◆ **Exercise tasks**:
1. Count the lines of the records below that contain the string "reflection". Reply with the number alone.
2. Pick up the forum thread on scent articles below and continue it from its final sentence.

# UD Scent articles



## Altairss (Sep 7, 2012)

We are starting training for scent articles my trainer wants us to start early so we can build a solid routine. Where do you get your scent articles? It seems there is a huge range of what is available and in quality? I want to invest in a good set we have been using my trainers old set or dowels but I think its a bit confusing for us both. So where did you get yours? What do you like or not like about them?


----------



## FosterGolden (Mar 10, 2014)

Got ours at Max 200. They are super helpful with fitting. I splurged and have the two color (blue and yellow) for my boy. Everyone I know loves Max 200 for quality. No issues here and he's not exactly easy on them!


----------



## Megora (Jun 7, 2010)

Vote for Custom Canine from me... 

I think I spent about $120 on mine.

Betty is really nice and gets them out fast.


----------



## K9-Design (Jan 18, 2009)

J&J hard to go wrong
I have two single bar sets (Fisher's) and now four sets of double bars (hand me downs...they've already seen two OTCHs  !)


----------



## Megora (Jun 7, 2010)

My first set of articles was from J&J - I just haven't ordered from them again since they took 6 months to fulfill a dumbbell order.


----------



## DevWind (Nov 7, 2016)

Mine are from J&J.


----------



## puddles everywhere (May 13, 2016)

I used J&J as well. Read the AKC rules, it doesn't matter what you use as long as they are all the same. Connie Cleveland had me start with biscuit cutters... the kind with an arched metal handle.


----------



## Altairss (Sep 7, 2012)

Thanks everyone! I just got my J&J catalog and a coupon I have ordered many things from them in the past but concerned on the time frame that Megora had. My trainer might goose me about that lol. One of my training partners uses canning jar rings but Blitz hates them and haven't found a good metal alternative. The biscuit cutters sounds interesting I will check them out. Do some dogs like the double bars better then the singles? I had been looking at the custom canine site good to know she is Ok to order from. Both dogs are good with picking up their dumbbells so thought staying with the standard style might be best.

[Saved data entries]
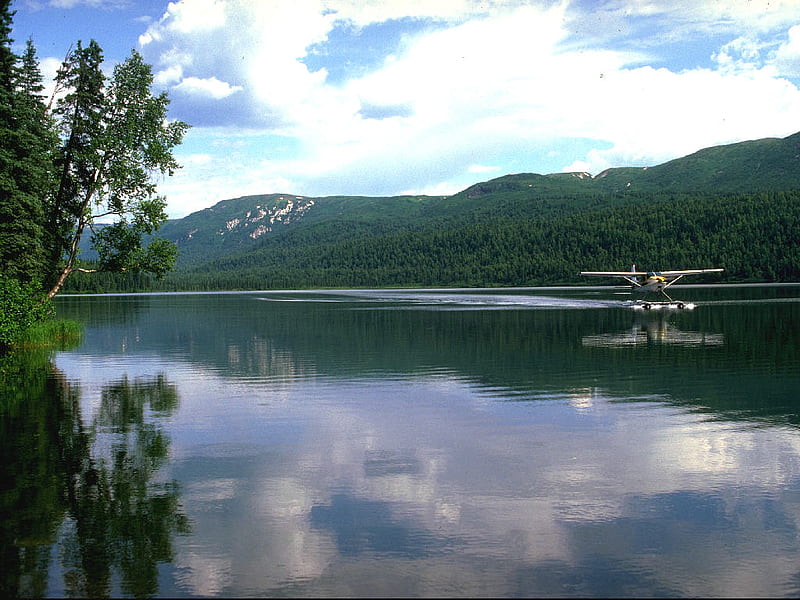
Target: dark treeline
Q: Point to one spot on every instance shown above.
(755, 237)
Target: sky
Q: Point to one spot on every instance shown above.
(391, 97)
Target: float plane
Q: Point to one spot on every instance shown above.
(652, 281)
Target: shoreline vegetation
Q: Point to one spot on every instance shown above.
(90, 152)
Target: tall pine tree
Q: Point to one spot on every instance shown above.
(26, 142)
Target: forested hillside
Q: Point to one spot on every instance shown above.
(735, 206)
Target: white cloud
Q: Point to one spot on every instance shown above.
(480, 82)
(211, 87)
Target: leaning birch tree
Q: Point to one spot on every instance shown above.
(115, 140)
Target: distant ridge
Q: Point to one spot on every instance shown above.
(735, 206)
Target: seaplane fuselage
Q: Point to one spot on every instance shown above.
(650, 281)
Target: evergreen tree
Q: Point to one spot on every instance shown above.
(26, 139)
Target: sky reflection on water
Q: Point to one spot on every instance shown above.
(531, 453)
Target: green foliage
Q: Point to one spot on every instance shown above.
(116, 136)
(26, 142)
(21, 306)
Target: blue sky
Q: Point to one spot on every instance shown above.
(363, 97)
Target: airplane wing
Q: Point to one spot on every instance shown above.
(670, 274)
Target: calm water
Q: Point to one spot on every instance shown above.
(403, 443)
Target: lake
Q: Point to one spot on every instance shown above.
(407, 443)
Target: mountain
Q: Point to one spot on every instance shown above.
(239, 224)
(735, 206)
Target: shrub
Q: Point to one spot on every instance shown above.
(21, 306)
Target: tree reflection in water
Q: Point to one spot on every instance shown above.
(92, 491)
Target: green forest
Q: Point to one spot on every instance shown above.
(88, 152)
(754, 237)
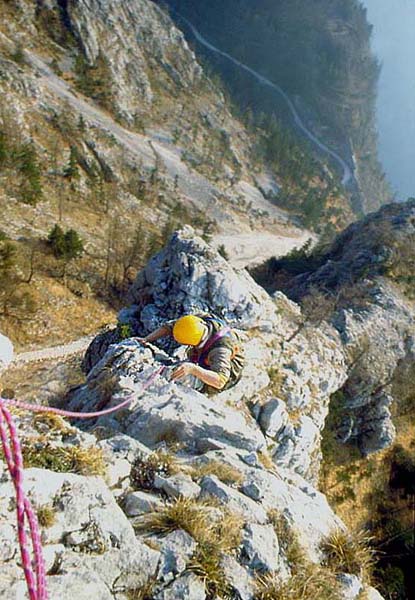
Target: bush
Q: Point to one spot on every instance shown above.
(347, 552)
(65, 246)
(71, 459)
(145, 469)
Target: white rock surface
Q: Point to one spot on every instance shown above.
(260, 547)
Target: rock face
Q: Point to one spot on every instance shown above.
(101, 29)
(6, 352)
(189, 276)
(180, 463)
(370, 269)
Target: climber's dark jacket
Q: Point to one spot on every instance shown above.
(224, 356)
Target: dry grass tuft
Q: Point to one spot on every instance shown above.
(145, 469)
(70, 459)
(288, 541)
(347, 552)
(312, 583)
(308, 581)
(46, 515)
(226, 473)
(214, 537)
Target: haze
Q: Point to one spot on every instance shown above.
(394, 44)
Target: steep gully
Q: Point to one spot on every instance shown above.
(347, 173)
(253, 247)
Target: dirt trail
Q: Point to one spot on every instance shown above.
(53, 352)
(347, 173)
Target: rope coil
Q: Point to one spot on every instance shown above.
(36, 578)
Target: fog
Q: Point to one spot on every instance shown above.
(394, 43)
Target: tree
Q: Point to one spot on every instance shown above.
(71, 170)
(65, 246)
(28, 165)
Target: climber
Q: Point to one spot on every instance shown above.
(215, 356)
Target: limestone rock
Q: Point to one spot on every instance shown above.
(177, 548)
(188, 276)
(100, 547)
(260, 547)
(138, 503)
(251, 511)
(176, 486)
(6, 352)
(167, 411)
(187, 587)
(238, 577)
(273, 417)
(351, 586)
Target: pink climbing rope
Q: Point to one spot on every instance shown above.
(36, 583)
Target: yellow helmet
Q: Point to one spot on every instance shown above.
(189, 330)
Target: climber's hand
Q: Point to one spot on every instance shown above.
(182, 371)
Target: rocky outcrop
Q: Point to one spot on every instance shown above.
(6, 352)
(287, 386)
(369, 269)
(102, 31)
(176, 459)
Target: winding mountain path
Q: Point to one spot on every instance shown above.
(347, 172)
(53, 352)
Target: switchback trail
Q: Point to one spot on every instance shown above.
(53, 352)
(347, 173)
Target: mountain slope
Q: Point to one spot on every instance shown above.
(319, 54)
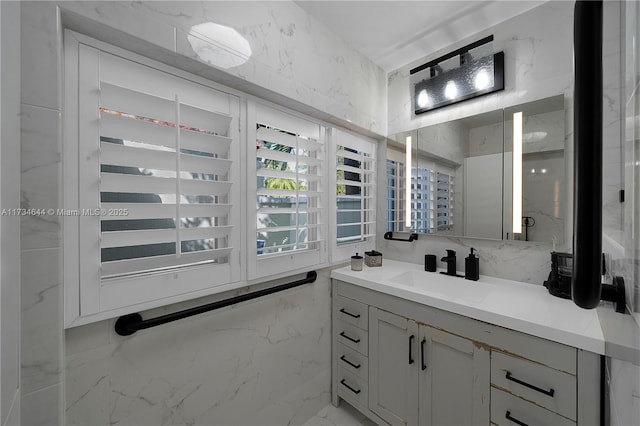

◆ **Outputs for the tasks**:
1. 2

2.
Its only been recently I have been able to get Tink retrieving again she stopped when Boots died I had just got her going again when we lost Sparkles and she quit again. It took the last 6 months of me doing fun filled treat games with Blitz before she finally started to show interest so I am trying to be careful introducing her to this and not throw her off with anything too different. I did not realize the AKC rules stated that about them just being all the same I have not reviewed that section in awhile so thanks that helps.


----------



## Alaska7133 (May 26, 2011)

I bought mine used on ebay. Great price. Max 200. leather and metal. I didn't want wood. Came with a case, no tongs. Total cost including freight $90. I washed them and now I use them. Connie Cleveland said at her seminar up here, to use a different set each day of an obedience trial and a different set for each dog. She has a lot of sets!


----------



## Altairss (Sep 7, 2012)

Good idea I will check out Ebay. my trainer says the same thing on the sets. But she said if I had to reuse a set she also told me to make sure I bring my own soap and towel from home to wash any and to wash my hands as well during the whole weekend so that Mom's scent does not change lol. Also use the same treats she had a dog that she always trained with hotdogs but had forgotten them and only had cheese said her dog was confused about the articles and kept searching for what seemed forever. 






Alaska7133 said:


> I bought mine used on ebay. Great price. Max 200. leather and metal. I didn't want wood. Came with a case, no tongs. Total cost including freight $90. I washed them and now I use them. Connie Cleveland said at her seminar up here, to use a different set each day of an obedience trial and a different set for each dog. She has a lot of sets!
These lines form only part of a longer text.